- Exercise prompt:
Can you rewrite the material below with every "single marker" changed to "separate dot" and nothing else altered? Leave the pictures out of your answer.

- Supplied records:

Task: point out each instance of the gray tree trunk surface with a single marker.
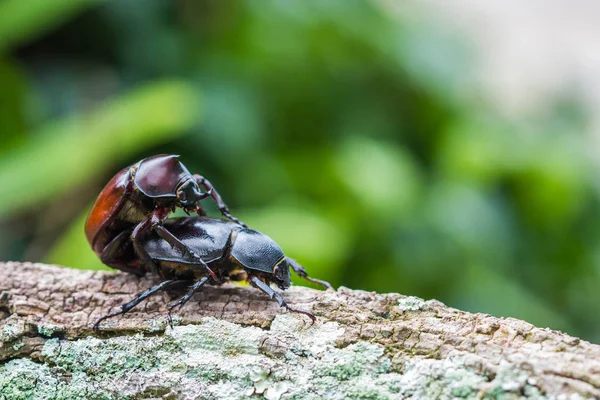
(233, 342)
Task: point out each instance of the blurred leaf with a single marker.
(12, 105)
(383, 178)
(72, 151)
(21, 20)
(304, 235)
(73, 250)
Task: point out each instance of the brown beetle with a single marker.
(141, 197)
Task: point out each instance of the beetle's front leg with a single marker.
(156, 220)
(202, 181)
(268, 290)
(112, 255)
(141, 297)
(301, 272)
(196, 287)
(141, 230)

- Task answer:
Task: point out each instance of the gray tree trunk surface with a separate dot.
(233, 342)
Task: point out each instance of the blurred leaf with a separate dot.
(12, 105)
(383, 178)
(72, 151)
(21, 20)
(304, 235)
(73, 250)
Task: point out each instance of the brown beetle with a separate dot.
(141, 197)
Task: point out each instance of the beetle's front leg with a separate dot.
(156, 220)
(202, 181)
(268, 290)
(112, 255)
(141, 297)
(301, 272)
(196, 287)
(141, 230)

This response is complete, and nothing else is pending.